Micro benchmarks can make you short-sighted

In the last 24 hours, two articles related to code benchmarking showed up on my Twitter timeline, where the authors describe the optimization of a tiny bit of code via successive benchmarks. Both articles immediately triggered the same reaction in my head: "WTF, this is wrong! Why did they wrote this in the first place, and why do they focus on optimizing this bad solution?"

The second article even ends up with a solution that not only does not solve the original problem, but is really suboptimal. So in true xkcd #386 fashion I had to do something about it!

Both articles show that benchmark-driven optimization can lead people to focus on incrementally improving what is there rather than taking a step back and thinking about the original problem in a different way.

Sum of fizz and buzz

The first article, "What I learned from writing six functions that all did the same thing", describes a variant of Fizz buzz: given a number n, return the sum of all multiples of 3 & 5 that are between 0 and n. The initial solution is to build an array of multiples of 3 or 5, and then sum the members of this array. WTF? Two loops and an array? How can one even come up with this solution in the first place?

Reading the code, it seems trivial that the array not only useless but harmful by requiring memory allocation and two loops! After many incremental improvements to the sum of the array elements, the author finally takes a step back and replaces it by a single loop where the sum computed on the fly.

◆ **OBJECTIVE 1**: Decide whether each statement below agrees with the post on micro benchmarks, and answer yes or no for each, quoting the words of the post that settle it. (a) In the first article, the initial solution builds an array of multiples of 3 or 5 and then sums it. (b) The second article arrives at a solution that solves the original problem. (c) The author saw the two articles over the course of a week.

◆ **RECORDS FOR THE TASK**:
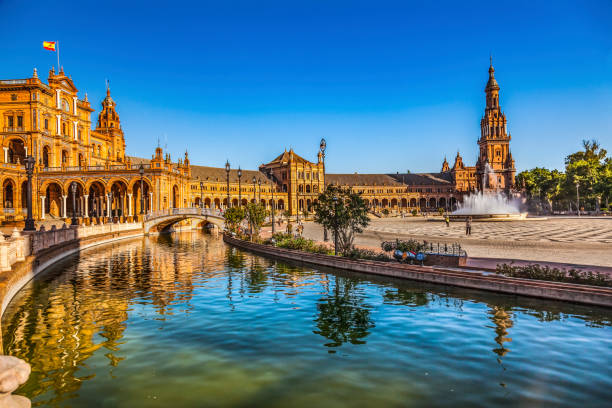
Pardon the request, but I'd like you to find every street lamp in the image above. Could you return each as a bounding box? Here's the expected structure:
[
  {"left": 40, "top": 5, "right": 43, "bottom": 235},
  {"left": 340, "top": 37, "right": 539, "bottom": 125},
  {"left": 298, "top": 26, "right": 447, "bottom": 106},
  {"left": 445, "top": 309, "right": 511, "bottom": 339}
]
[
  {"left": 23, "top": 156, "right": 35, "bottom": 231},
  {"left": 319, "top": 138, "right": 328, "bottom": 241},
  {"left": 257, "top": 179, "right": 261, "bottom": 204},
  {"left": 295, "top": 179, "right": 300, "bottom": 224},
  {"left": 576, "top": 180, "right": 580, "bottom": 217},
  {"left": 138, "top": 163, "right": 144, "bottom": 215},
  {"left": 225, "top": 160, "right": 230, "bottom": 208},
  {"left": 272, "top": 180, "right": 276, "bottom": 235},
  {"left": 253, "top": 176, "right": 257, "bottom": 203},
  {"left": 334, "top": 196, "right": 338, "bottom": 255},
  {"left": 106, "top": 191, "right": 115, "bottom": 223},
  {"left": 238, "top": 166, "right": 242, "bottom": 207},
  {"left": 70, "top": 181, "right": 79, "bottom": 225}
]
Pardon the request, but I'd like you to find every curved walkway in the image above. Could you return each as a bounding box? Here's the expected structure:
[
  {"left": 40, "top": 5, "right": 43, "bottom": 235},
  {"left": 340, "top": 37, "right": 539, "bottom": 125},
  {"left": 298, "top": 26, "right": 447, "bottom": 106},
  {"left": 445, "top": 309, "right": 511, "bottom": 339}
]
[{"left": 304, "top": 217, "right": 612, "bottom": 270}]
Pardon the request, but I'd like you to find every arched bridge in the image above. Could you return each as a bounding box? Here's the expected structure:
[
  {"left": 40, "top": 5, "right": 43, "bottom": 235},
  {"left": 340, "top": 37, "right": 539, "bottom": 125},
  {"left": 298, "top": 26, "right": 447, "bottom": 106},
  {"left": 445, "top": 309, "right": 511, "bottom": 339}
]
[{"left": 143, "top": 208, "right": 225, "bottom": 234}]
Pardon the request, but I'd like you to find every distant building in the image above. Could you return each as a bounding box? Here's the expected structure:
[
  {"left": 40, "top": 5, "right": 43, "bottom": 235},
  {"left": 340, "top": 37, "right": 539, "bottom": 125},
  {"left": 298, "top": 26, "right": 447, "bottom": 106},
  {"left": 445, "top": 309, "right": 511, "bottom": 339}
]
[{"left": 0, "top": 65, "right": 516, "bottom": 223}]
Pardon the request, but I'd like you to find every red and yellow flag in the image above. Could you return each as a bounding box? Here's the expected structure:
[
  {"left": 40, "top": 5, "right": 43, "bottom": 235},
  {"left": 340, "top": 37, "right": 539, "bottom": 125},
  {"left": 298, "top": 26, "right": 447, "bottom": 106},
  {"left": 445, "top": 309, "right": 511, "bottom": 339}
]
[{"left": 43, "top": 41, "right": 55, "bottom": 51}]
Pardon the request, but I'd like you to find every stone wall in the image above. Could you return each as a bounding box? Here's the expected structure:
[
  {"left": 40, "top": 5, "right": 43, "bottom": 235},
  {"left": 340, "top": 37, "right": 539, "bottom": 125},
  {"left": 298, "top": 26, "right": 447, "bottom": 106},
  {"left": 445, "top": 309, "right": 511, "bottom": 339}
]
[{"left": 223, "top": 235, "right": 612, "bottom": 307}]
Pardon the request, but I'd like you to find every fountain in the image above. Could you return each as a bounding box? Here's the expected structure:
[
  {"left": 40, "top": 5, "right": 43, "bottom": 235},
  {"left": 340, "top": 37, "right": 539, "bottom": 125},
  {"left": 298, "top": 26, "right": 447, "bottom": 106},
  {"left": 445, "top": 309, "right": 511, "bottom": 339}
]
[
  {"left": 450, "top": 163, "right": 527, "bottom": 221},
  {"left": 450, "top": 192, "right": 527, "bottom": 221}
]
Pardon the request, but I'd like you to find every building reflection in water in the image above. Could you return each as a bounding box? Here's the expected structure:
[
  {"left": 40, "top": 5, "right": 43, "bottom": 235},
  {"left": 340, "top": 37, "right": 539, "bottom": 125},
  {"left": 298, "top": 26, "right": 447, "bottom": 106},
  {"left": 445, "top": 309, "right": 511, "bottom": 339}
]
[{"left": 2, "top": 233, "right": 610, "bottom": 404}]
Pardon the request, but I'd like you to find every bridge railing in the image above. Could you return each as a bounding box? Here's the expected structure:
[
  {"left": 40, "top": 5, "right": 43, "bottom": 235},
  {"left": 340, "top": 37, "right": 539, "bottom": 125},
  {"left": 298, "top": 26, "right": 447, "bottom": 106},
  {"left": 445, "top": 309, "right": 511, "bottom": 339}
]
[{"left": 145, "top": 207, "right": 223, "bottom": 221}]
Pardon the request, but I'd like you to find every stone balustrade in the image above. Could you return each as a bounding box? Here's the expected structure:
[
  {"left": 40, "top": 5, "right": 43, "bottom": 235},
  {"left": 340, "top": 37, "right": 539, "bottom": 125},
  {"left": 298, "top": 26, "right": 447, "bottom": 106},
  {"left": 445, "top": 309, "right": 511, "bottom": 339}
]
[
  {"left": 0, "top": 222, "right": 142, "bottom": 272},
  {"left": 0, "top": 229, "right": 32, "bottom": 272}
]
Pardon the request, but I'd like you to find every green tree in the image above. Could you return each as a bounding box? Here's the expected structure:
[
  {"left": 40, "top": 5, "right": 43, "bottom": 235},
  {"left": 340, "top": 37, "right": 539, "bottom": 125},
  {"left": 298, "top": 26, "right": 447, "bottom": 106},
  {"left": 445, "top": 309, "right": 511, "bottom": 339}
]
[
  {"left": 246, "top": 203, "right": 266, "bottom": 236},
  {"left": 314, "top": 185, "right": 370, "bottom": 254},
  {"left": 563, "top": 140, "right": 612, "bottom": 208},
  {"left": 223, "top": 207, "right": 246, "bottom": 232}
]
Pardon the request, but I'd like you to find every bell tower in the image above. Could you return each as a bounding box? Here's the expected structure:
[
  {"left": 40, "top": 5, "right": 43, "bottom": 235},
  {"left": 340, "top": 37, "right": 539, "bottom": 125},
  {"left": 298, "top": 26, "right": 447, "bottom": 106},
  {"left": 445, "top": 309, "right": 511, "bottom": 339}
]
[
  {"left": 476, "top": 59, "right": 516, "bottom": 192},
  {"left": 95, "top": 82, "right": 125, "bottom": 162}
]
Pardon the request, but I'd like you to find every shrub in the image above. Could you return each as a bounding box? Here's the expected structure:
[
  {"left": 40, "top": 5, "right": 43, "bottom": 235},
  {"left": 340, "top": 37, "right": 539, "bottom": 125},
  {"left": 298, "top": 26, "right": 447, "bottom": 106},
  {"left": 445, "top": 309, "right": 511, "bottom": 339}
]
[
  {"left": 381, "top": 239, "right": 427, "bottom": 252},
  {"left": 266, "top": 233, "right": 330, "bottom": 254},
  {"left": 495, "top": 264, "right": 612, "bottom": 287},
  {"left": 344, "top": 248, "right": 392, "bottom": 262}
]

◆ **OBJECTIVE 2**: Pull out every line of the rows that contains the word "building".

◆ **WRITTEN REPLY 1**:
(a) Yes: "The initial solution is to build an array of multiples of 3 or 5, and then sum the members of this array."
(b) No: "The second article even ends up with a solution that not only does not solve the original problem, but is really suboptimal."
(c) No: "In the last 24 hours, two articles related to code benchmarking showed up on my Twitter timeline"

◆ **WRITTEN REPLY 2**:
Pardon the request, but I'd like you to find every distant building in the image above. Could you return each as a bounding box? Here's the expected structure:
Pardon the request, but I'd like you to find every building reflection in water in the image above. Could you return each as a bounding box? Here's the expected structure:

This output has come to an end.